* _Exercise aim_: Can you reproduce all of the following material with every "spot" replaced by "locate" and nothing else altered?

* _Extracted information_:
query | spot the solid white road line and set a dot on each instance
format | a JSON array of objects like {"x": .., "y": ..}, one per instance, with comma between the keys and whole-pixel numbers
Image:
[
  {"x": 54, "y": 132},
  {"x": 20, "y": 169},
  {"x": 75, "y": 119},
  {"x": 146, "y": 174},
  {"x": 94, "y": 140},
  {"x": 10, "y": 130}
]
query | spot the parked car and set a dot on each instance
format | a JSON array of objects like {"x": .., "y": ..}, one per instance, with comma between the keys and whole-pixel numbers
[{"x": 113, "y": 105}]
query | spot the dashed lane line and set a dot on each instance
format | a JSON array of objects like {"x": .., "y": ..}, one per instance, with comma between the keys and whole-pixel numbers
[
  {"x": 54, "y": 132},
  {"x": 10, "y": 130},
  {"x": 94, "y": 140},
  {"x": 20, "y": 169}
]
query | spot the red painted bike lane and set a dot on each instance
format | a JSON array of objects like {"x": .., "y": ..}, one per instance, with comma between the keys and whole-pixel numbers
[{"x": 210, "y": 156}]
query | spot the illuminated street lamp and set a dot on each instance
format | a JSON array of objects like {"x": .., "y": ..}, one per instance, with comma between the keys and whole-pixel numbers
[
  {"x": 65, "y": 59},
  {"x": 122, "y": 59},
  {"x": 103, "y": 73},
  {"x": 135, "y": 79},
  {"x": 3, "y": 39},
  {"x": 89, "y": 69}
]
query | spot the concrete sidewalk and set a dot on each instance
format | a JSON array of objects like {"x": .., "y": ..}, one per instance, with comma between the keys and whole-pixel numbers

* _Response to this exercise_:
query | locate the solid white road line and set a dot on each instance
format | a JSON array of objects like {"x": .., "y": ..}, one per instance, with comma between the keys and whole-pixel numbers
Image:
[
  {"x": 54, "y": 132},
  {"x": 20, "y": 169},
  {"x": 75, "y": 119},
  {"x": 146, "y": 174},
  {"x": 94, "y": 140},
  {"x": 10, "y": 130}
]
query | locate the parked car and set a dot on each instance
format | a JSON array of objects like {"x": .., "y": ..}, one per instance, with comma between the keys and whole-pixel numbers
[{"x": 113, "y": 105}]
query | locate the dashed lane line and set a dot on each instance
format | a JSON array of objects like {"x": .., "y": ..}, one per instance, with comma between the keys and whole-pixel numbers
[
  {"x": 54, "y": 132},
  {"x": 10, "y": 130},
  {"x": 94, "y": 140},
  {"x": 20, "y": 169}
]
query | locate the red painted bike lane and set a dot on each instance
format | a JSON array of objects like {"x": .., "y": ..}, one per instance, with comma between the keys and whole-pixel numbers
[{"x": 210, "y": 156}]
query | locate the illuminated street lamp and set a dot on each instance
format | a JSON array of objects like {"x": .., "y": ..}, one per instance, with comma between the keys and whole-pixel numbers
[
  {"x": 65, "y": 59},
  {"x": 122, "y": 59},
  {"x": 103, "y": 73},
  {"x": 135, "y": 79},
  {"x": 3, "y": 39},
  {"x": 89, "y": 69}
]
query | locate the concrete sidewalk and set a dot on each instance
format | a JSON array of objects like {"x": .., "y": ..}, one per instance, with comma between the keys and whole-pixel numbers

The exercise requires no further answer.